§ **Bereitgestellter Auszug**

**********

# Das geht doch eigentlich gar nicht !!



## jolantha (27. Apr. 2014)

Hallo, 
Heute habe ich voller Verblüffung festgestellt, daß von meinem Nachwuchs aus 2013 nicht 
ein einziger Fisch ( ich schreib jetzt nicht Koi ) Barteln hat !!!
Das geht gar nicht ! 
Da paddeln munter 100 Kinder rum, ca. 3-5 cm Lang, schön bunt , und alle " ich weiß nicht was " !!
Aus 2012 haben es 2 überlebt, eindeutig Koi mit Barteln , und jetzt das.
Da ich ja immer nur  Koi habe, und 2 auch letztes Jahr ablaichten, frag ich mich, wo kommen diese
kleinen Kuckucksfische her ?


----------



## Moonlight (27. Apr. 2014)

**********

§ **Aufgabenliste**
**a)** Schreiben Sie aus dem Forumsbeitrag über den Koi-Nachwuchs alles von „Aus 2012 haben“ bis hinunter zu „Moonlight (27. Apr. 2014)“ Wort für Wort ab.
**b)** Beantworten Sie anhand des Forumsbeitrags über den Koi-Nachwuchs:
(i) Wie lang sind die Jungfische aus 2013 ungefähr?
(ii) Wie viele Fische aus 2012 haben überlebt?
(iii) An welchem Datum hat jolantha den Beitrag geschrieben?

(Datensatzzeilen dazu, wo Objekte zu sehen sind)
**********

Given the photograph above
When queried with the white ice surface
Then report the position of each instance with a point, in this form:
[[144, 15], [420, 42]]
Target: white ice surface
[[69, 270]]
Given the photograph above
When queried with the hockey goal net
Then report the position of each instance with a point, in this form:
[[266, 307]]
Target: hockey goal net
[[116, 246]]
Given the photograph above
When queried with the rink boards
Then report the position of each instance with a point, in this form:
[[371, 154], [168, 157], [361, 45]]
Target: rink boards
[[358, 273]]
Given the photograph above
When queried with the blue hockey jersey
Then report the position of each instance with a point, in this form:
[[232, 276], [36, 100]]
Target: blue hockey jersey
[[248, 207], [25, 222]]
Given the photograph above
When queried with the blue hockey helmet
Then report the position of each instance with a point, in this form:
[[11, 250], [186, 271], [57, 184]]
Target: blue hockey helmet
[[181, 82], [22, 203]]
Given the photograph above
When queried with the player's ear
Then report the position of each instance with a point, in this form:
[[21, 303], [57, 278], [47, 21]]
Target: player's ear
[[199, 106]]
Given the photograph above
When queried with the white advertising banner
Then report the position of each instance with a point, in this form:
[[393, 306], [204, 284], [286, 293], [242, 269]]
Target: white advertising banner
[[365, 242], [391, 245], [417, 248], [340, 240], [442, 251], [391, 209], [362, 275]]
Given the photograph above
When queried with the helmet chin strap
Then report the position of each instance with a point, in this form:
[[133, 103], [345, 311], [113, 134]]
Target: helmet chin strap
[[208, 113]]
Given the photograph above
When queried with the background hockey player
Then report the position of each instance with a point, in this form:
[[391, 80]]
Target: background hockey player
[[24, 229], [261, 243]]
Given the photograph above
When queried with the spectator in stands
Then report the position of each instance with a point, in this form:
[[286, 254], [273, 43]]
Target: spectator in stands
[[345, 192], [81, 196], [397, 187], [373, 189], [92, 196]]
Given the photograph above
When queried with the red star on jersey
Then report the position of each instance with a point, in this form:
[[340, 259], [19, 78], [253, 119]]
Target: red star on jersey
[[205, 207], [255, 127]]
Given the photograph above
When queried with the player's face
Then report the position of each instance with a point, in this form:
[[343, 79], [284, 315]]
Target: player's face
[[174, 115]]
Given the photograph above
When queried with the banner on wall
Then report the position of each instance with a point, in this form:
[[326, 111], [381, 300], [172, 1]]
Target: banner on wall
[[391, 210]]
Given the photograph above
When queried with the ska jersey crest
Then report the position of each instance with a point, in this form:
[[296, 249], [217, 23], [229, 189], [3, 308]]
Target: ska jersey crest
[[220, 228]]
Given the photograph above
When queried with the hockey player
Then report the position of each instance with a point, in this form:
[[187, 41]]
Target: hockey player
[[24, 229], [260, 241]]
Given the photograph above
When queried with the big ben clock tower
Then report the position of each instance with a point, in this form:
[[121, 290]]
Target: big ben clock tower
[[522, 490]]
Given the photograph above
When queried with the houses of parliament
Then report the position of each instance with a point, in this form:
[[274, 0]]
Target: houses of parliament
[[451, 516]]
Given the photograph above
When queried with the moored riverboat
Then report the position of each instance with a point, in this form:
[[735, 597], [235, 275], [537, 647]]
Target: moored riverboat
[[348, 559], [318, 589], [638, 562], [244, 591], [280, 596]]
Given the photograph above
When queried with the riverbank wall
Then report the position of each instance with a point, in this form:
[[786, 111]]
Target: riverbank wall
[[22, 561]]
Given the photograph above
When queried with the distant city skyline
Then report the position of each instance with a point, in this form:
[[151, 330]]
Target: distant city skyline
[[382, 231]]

**********

§ **Lösungen**
**a)**
Aus 2012 haben es 2 überlebt, eindeutig Koi mit Barteln , und jetzt das.
Da ich ja immer nur  Koi habe, und 2 auch letztes Jahr ablaichten, frag ich mich, wo kommen diese
kleinen Kuckucksfische her ?


----------



## Moonlight (27. Apr. 2014)

**b)**
(i) Ca. 3–5 cm.
(ii) 2.
(iii) Am 27. Apr. 2014.